TÂCHES DE L'EXERCICE –
[1] Réécrivez sous forme de liste à puces le paragraphe de l'extrait sur le EU City Lab qui commence par « Mouans-Sartoux accueillera », en conservant ses faits principaux.
[2] Poursuivez l'extrait sur le EU City Lab à partir de sa dernière phrase.

EXTRAIT CHOISI –
........

Retour au laboratoire
Mouans-Sartoux accueillera le EU City Lab sur les systèmes alimentaires locaux #1 les 21 et 22 mars 2024. L'agenda est déjà disponible en ligne et les inscriptions sont ouvertes jusqu'au 7 mars ! Ce sera une occasion unique d'en apprendre davantage sur les bonnes pratiques dans le domaine de la restauration scolaire collective, d'examiner de plus près les réseaux de transfert URBACT BioCanteens et Biocanteens#2 et de discuter de la façon dont les projets locaux peuvent stimuler des habitudes alimentaires plus saines et durables parmi les citoyens à travers différents pays et régions.
Souhaitez-vous en savoir plus sur le travail passé des villes URBACT en matière de création de systèmes alimentaires locaux durables ? Pour approfondir les pratiques agroalimentaires de Moans-Sartoux et d'autres villes, vous trouverez de nombreux documents sur le URBACT Knowledge Hub - Alimentation et systèmes locaux durables.

........

DONNÉES ENREGISTRÉES –
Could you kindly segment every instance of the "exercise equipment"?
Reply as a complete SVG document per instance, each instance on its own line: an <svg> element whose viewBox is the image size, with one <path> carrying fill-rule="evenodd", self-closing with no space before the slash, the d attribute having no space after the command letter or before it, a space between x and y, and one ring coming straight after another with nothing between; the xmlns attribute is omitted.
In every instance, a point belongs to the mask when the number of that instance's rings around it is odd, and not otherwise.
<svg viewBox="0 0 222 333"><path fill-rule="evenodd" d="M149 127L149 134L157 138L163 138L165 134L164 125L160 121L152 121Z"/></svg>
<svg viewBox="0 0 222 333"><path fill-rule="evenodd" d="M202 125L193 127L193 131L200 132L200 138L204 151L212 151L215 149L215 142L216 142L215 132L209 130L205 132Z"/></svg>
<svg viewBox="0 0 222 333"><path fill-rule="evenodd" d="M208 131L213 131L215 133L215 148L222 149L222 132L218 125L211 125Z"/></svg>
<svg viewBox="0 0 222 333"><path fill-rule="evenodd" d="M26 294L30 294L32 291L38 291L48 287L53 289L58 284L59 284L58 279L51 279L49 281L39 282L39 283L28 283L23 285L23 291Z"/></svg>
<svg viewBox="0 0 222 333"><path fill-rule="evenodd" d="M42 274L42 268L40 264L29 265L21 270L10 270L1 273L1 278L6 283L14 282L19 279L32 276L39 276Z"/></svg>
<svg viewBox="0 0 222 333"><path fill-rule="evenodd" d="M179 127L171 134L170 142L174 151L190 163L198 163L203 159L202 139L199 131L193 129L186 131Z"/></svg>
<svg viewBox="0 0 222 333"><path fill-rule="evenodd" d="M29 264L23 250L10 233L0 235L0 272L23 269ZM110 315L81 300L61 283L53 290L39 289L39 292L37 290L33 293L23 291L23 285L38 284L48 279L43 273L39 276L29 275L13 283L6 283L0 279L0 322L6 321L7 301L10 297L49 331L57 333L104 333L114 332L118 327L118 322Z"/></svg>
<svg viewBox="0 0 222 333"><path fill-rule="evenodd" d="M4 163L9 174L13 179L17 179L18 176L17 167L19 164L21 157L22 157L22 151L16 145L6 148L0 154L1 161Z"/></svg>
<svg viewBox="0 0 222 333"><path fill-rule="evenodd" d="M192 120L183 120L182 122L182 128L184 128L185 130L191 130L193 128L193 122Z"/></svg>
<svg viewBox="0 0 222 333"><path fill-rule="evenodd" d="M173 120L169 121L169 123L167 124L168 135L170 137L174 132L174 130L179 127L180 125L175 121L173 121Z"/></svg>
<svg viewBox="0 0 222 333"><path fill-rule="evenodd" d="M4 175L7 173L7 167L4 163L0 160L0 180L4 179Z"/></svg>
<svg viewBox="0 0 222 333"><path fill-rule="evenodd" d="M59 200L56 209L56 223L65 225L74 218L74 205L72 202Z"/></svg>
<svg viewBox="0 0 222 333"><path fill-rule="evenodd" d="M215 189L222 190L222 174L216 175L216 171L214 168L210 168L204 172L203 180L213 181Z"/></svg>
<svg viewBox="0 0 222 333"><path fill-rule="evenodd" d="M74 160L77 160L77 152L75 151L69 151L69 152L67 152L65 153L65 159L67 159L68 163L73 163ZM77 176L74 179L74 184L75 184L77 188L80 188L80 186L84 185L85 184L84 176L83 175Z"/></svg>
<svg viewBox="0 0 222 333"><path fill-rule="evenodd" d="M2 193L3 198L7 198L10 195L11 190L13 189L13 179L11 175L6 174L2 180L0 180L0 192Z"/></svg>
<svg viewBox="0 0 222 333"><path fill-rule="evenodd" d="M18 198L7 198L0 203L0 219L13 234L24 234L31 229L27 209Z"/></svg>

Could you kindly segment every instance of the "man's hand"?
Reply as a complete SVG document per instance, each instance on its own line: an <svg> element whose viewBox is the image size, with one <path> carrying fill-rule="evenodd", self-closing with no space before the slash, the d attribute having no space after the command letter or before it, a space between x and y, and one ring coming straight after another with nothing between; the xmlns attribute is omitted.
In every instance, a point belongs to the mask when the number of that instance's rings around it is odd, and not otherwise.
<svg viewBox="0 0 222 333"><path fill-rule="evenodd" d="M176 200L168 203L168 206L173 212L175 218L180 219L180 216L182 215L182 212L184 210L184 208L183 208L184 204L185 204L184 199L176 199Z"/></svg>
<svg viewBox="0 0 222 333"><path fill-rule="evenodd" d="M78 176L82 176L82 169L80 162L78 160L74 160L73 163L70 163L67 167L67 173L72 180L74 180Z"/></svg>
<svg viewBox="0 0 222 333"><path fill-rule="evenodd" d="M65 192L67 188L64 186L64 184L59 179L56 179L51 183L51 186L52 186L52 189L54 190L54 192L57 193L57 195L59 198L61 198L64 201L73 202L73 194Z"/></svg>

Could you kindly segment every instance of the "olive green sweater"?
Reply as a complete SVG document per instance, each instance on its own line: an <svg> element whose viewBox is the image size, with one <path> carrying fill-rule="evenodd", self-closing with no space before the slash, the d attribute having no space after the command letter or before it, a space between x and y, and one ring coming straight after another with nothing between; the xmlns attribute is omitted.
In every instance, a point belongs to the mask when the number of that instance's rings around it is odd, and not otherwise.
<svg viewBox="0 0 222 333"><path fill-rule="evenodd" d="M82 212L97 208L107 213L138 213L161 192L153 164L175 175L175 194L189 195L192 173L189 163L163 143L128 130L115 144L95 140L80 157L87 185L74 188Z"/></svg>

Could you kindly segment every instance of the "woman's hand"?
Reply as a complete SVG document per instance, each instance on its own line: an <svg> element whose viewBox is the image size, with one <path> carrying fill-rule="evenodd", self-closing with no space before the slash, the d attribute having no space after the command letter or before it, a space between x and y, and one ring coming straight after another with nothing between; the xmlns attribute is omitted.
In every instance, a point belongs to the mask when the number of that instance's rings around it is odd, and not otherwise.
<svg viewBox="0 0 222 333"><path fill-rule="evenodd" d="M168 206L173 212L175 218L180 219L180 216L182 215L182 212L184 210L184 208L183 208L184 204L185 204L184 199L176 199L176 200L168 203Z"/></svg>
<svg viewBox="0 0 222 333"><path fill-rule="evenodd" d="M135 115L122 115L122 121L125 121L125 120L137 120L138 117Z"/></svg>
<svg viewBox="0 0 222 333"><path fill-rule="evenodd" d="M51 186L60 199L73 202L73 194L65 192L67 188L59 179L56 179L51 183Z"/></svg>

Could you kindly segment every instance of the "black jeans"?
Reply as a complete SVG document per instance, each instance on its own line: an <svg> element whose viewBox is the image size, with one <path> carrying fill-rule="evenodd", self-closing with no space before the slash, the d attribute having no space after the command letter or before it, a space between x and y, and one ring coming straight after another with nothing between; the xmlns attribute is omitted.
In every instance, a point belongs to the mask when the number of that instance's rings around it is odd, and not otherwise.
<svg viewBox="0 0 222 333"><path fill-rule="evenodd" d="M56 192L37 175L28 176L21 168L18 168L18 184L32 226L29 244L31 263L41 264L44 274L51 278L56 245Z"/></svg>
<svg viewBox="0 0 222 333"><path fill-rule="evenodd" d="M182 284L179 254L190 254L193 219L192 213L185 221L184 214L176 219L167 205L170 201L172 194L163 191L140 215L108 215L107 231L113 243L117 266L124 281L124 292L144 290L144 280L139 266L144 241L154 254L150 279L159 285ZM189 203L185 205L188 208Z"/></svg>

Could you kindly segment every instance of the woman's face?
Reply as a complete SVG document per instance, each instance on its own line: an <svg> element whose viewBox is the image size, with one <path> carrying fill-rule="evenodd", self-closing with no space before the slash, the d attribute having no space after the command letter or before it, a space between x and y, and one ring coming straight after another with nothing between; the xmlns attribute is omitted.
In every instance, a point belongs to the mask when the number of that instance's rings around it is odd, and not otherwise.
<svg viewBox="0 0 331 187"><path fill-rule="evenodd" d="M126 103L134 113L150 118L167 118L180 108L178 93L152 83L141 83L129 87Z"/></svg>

........

RÉSULTATS PAR TÂCHE –
[1]
- Mouans-Sartoux accueillera le EU City Lab sur les systèmes alimentaires locaux #1 les 21 et 22 mars 2024.
- L'agenda est déjà en ligne et les inscriptions sont ouvertes jusqu'au 7 mars.
- Au programme : les bonnes pratiques de la restauration scolaire collective et les réseaux de transfert URBACT BioCanteens et Biocanteens#2.
- Les participants discuteront aussi de la façon dont les projets locaux peuvent favoriser des habitudes alimentaires plus saines et durables dans différents pays et régions.

[2]
Un autre laboratoire prévu à Liège en mai
Le deuxième Lab sur les systèmes alimentaires locaux est prévu à Liège les 29 et 30 mai. Celui-ci portera plus spécifiquement sur les marchés publics comme levier de l'agriculture et de l'alimentation durables, mais notez bien la date.
Disclaimer : Cet article est une mise à jour d'une publication de François Jégou du 08/11/2022.